» **Work instructions**
Please format the material below as a Markdown table, covering only the part that opens with the line containing "Target: mowed grass" and ends with the material's last line, both ends included. Use a Row column with a running number and a Line column with the line itself, and leave out blank lines.

» **Supplied data**
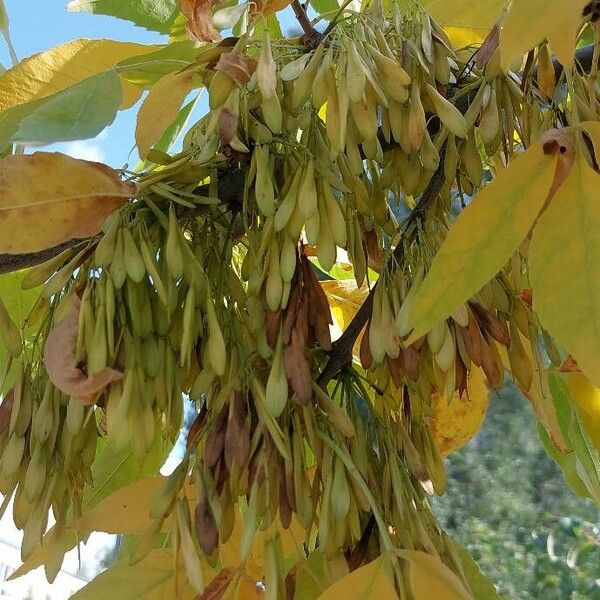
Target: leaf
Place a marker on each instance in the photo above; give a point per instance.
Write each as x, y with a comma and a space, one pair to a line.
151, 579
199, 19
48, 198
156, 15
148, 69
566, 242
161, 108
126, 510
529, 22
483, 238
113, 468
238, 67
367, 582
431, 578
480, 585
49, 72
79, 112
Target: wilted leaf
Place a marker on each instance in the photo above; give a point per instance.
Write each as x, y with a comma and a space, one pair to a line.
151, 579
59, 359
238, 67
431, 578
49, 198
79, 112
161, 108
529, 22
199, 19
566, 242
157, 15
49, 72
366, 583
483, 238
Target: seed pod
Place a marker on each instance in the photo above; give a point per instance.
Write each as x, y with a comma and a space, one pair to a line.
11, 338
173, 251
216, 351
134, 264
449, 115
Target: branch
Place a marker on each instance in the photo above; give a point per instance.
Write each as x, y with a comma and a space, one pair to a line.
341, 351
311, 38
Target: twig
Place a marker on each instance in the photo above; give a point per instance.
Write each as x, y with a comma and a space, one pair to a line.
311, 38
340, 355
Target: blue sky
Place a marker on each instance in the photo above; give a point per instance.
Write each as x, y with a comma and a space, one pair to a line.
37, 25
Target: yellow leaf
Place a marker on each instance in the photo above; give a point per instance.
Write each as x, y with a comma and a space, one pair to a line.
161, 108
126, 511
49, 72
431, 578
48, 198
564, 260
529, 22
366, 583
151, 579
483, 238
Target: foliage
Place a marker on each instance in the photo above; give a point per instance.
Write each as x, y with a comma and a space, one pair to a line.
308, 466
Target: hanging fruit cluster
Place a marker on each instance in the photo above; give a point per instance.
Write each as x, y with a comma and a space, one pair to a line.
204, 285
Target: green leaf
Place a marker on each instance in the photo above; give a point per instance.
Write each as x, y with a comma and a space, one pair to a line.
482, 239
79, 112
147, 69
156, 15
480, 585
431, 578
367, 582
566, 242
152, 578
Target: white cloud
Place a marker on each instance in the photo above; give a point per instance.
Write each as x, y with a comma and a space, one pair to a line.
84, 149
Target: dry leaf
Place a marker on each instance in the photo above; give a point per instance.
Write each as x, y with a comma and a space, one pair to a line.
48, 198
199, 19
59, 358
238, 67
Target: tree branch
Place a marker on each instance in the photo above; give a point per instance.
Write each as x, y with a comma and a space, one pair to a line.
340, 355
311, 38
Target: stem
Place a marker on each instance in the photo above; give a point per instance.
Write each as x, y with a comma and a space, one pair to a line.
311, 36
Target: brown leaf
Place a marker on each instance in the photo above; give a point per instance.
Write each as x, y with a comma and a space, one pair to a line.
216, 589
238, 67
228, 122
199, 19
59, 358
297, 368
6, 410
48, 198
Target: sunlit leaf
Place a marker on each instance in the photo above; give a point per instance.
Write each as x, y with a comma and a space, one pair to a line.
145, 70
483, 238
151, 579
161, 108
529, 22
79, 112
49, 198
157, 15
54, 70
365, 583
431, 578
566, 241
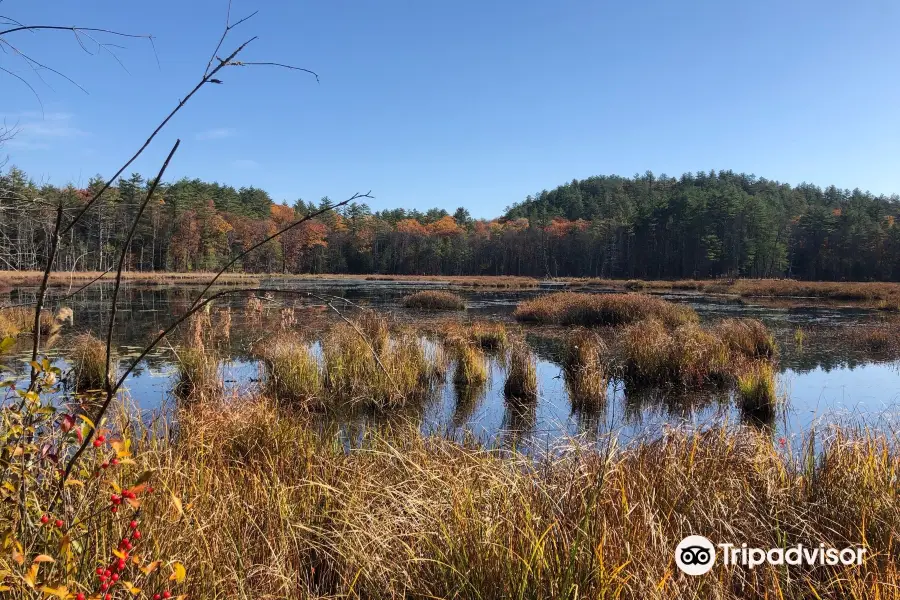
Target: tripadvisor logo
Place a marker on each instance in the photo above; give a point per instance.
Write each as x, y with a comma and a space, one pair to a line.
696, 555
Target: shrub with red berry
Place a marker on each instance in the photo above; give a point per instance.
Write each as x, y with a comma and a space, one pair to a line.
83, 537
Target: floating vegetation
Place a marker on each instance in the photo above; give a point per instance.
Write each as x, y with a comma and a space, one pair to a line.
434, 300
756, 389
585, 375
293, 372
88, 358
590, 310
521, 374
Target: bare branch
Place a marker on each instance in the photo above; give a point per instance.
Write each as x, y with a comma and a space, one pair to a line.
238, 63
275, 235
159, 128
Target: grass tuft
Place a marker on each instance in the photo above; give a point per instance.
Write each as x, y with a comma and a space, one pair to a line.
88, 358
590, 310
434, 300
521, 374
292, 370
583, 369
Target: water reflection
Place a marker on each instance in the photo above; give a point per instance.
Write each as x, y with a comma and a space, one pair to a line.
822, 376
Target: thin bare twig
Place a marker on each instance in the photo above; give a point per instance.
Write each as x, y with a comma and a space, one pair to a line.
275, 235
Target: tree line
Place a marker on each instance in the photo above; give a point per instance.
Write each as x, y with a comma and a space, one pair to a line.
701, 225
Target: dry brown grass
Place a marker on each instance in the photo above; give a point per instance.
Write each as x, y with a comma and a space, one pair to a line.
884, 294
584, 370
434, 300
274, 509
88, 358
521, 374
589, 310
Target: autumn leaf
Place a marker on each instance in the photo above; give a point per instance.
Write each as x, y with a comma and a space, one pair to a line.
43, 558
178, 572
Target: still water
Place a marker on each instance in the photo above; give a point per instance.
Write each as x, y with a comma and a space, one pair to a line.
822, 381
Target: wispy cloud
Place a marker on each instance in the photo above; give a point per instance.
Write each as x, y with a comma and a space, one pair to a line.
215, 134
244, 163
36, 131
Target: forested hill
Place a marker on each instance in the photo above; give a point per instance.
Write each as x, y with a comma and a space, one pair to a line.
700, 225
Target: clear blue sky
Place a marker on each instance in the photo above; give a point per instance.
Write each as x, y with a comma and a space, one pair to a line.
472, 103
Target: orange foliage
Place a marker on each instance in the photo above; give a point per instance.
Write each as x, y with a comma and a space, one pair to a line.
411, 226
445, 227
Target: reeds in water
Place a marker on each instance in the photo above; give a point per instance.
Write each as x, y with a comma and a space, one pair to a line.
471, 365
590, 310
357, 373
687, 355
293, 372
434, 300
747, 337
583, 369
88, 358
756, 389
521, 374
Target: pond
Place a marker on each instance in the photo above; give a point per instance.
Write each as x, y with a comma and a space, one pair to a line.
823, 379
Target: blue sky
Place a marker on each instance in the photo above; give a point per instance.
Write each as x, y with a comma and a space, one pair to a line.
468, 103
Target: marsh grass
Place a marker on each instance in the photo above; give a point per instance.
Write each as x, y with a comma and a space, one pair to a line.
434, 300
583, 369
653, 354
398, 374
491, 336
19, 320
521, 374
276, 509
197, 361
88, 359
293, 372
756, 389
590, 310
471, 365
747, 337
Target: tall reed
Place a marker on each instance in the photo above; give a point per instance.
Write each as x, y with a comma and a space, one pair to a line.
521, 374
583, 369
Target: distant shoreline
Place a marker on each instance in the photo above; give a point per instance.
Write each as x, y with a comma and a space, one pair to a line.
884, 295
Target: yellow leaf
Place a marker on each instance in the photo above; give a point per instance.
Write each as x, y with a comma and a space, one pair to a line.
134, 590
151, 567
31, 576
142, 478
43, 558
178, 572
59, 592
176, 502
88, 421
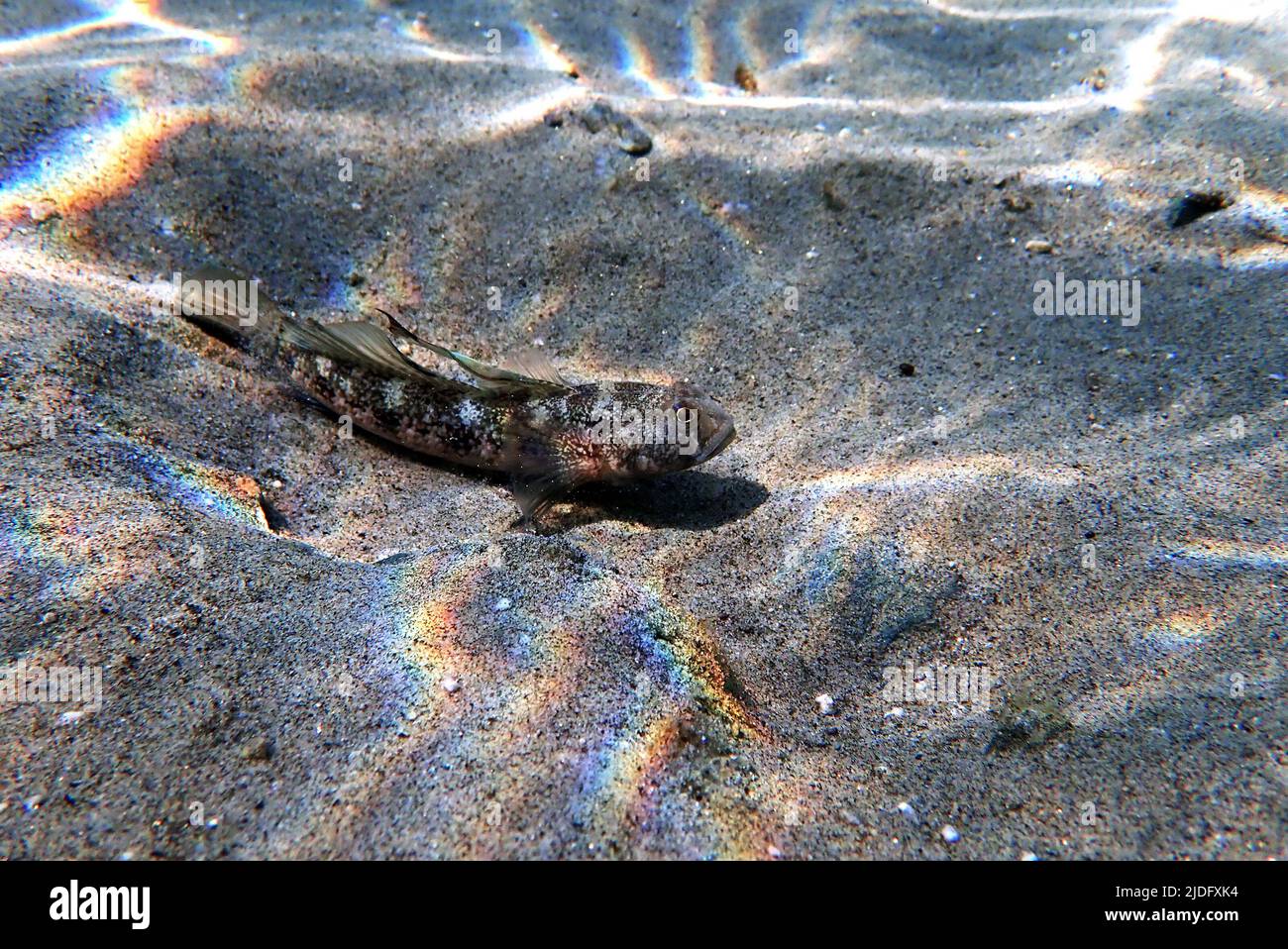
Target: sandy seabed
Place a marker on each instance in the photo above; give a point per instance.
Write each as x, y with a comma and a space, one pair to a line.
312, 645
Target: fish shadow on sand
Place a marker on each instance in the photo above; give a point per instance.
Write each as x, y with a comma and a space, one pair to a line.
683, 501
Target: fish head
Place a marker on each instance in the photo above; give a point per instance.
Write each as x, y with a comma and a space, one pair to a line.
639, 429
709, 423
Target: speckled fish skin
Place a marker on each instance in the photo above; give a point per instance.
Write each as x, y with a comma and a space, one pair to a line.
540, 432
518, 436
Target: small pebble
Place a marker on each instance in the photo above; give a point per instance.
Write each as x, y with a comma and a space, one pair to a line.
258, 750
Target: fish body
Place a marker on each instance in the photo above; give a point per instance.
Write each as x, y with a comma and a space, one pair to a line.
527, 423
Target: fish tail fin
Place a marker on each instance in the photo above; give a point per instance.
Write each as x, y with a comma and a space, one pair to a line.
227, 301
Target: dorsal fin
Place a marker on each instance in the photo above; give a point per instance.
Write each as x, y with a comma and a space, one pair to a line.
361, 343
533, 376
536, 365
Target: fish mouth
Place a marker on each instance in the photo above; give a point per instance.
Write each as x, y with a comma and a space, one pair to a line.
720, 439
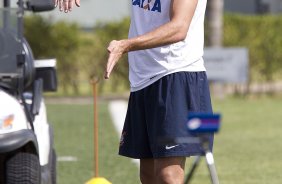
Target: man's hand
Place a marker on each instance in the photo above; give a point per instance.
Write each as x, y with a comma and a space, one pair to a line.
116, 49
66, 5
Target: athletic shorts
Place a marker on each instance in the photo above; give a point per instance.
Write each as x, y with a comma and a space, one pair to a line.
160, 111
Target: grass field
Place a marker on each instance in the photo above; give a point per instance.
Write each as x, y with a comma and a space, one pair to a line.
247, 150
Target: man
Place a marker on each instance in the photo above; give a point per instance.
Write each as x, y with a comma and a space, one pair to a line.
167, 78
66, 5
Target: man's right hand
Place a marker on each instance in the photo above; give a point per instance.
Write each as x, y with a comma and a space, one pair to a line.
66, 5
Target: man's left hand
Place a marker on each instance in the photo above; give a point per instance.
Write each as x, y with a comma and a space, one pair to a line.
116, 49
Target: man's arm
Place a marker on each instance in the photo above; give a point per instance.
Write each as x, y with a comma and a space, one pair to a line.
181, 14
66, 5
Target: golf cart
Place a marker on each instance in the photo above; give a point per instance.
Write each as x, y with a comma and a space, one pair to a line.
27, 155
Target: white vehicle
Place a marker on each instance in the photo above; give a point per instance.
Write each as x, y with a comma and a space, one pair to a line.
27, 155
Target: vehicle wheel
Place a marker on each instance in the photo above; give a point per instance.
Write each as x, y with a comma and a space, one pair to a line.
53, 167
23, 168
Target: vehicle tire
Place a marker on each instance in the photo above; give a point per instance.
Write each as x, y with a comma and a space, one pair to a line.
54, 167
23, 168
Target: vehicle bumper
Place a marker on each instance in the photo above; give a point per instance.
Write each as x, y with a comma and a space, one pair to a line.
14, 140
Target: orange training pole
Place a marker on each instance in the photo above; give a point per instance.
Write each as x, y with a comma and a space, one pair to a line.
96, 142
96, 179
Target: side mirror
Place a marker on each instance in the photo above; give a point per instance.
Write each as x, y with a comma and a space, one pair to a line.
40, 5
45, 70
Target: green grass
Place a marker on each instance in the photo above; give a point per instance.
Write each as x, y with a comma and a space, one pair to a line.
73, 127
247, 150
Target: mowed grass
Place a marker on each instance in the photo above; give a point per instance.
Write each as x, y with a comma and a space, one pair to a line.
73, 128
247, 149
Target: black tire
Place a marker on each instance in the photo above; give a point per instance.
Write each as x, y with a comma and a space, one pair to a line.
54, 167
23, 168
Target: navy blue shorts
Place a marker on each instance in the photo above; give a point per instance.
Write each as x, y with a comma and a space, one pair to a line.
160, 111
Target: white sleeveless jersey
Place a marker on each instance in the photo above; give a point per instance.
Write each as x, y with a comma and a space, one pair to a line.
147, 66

» **Expected output**
| Row | Line |
|---|---|
| 1 | Target: mowed grass |
| 2 | Place a marker on each instance in the photo above; give a point per instance. |
| 3 | Write each as x, y with a comma and a space, one pair to a line. |
| 4 | 73, 128 |
| 5 | 247, 149 |
| 6 | Target: black tire |
| 7 | Place a marker on each instance in the photo above; give a point per instance. |
| 8 | Write each as x, y with a comma and a space, one pair to a line. |
| 9 | 54, 167 |
| 10 | 23, 168 |
| 11 | Target: navy blue shorts |
| 12 | Place a marker on each instance in the photo above; give a point per instance. |
| 13 | Write each as x, y with a comma and a space, one pair to a line. |
| 14 | 160, 111 |
| 15 | Target: white sleeveless jersey |
| 16 | Place a marker on each instance in the photo above; give a point per instance. |
| 17 | Write each as x, y with a comma and a space, one pair to a line. |
| 18 | 147, 66 |